WHAT TO WORK ON:
Return every line of the entries that contains the word "green".
++++ RECORDED DATA ++++
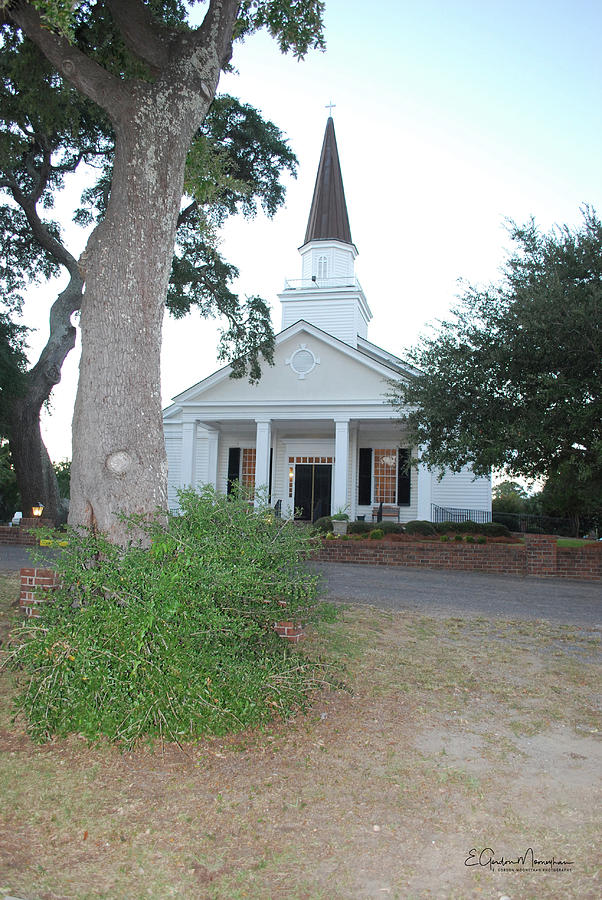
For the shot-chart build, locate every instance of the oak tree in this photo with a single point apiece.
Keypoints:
(119, 459)
(513, 381)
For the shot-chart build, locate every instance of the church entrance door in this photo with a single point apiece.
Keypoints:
(313, 484)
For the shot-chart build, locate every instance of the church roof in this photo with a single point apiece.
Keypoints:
(328, 219)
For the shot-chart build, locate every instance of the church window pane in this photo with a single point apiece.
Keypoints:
(248, 471)
(385, 476)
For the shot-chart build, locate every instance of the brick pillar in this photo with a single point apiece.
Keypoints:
(292, 631)
(35, 584)
(540, 552)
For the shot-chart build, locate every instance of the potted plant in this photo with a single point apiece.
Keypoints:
(339, 521)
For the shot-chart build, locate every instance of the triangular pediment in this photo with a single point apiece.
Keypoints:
(309, 365)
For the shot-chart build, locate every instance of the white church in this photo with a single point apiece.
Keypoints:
(317, 432)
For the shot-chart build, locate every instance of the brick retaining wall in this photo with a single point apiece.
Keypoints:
(21, 534)
(538, 556)
(35, 584)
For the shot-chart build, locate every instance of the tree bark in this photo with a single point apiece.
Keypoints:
(35, 474)
(119, 461)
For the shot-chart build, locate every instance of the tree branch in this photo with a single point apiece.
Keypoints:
(187, 212)
(85, 74)
(148, 39)
(217, 27)
(39, 230)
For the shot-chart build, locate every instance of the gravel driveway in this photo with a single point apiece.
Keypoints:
(465, 593)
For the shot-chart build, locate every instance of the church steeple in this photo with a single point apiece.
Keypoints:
(328, 219)
(328, 294)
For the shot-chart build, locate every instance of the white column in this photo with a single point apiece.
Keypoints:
(212, 448)
(262, 456)
(340, 500)
(425, 492)
(188, 441)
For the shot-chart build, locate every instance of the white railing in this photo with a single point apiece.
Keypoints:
(303, 284)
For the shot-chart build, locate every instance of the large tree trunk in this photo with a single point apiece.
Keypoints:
(119, 460)
(36, 478)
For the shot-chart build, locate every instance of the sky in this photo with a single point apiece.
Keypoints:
(451, 116)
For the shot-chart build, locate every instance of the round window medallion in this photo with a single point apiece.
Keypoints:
(302, 361)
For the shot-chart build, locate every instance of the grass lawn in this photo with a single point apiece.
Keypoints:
(452, 734)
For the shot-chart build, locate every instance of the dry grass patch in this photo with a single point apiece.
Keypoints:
(453, 734)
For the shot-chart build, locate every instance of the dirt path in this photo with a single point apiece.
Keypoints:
(435, 591)
(454, 735)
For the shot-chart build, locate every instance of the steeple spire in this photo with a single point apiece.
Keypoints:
(328, 219)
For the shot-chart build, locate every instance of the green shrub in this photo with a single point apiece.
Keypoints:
(174, 641)
(359, 527)
(467, 527)
(323, 525)
(444, 527)
(419, 526)
(494, 529)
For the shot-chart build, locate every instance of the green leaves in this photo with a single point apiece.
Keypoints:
(176, 641)
(297, 25)
(513, 381)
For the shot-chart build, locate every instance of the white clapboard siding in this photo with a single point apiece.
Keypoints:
(336, 318)
(201, 461)
(173, 448)
(459, 490)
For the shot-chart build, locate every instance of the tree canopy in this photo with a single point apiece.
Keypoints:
(513, 380)
(154, 78)
(49, 130)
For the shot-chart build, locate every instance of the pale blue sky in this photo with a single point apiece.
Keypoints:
(449, 117)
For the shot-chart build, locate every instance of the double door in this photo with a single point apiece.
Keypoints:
(313, 487)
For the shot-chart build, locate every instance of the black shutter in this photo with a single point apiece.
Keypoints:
(364, 481)
(403, 478)
(270, 481)
(233, 467)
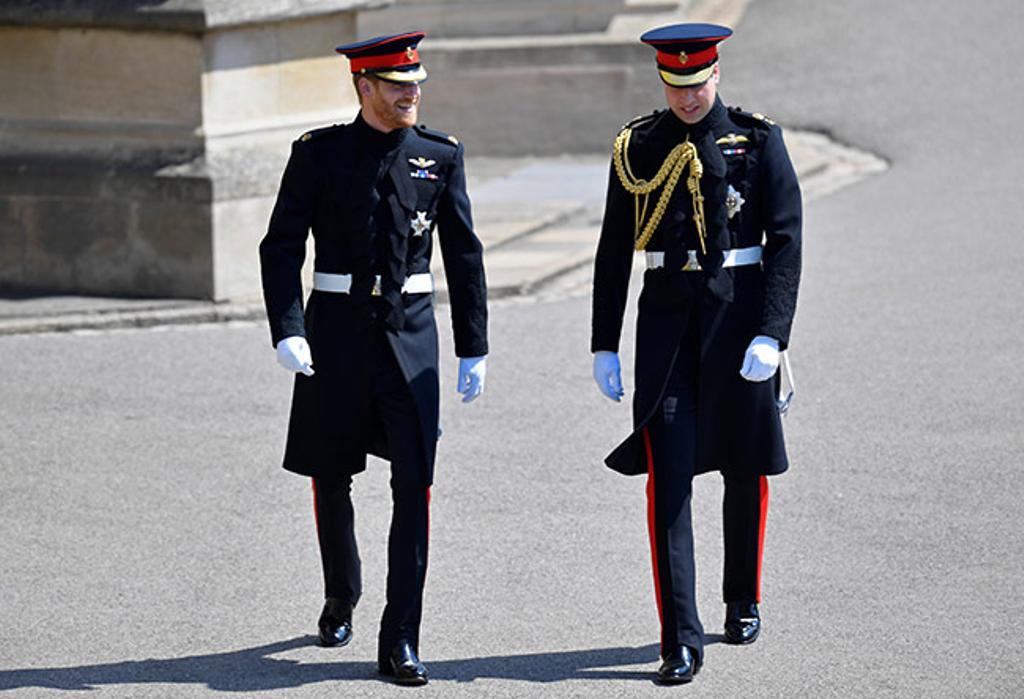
++++
EXPECTED OUTPUT:
For the shot-chart build, locate every instance of the green shrub in this photo with a single point apiece.
For the shot-chart build, locate every instance of the green leaves in this photo with a single point apiece.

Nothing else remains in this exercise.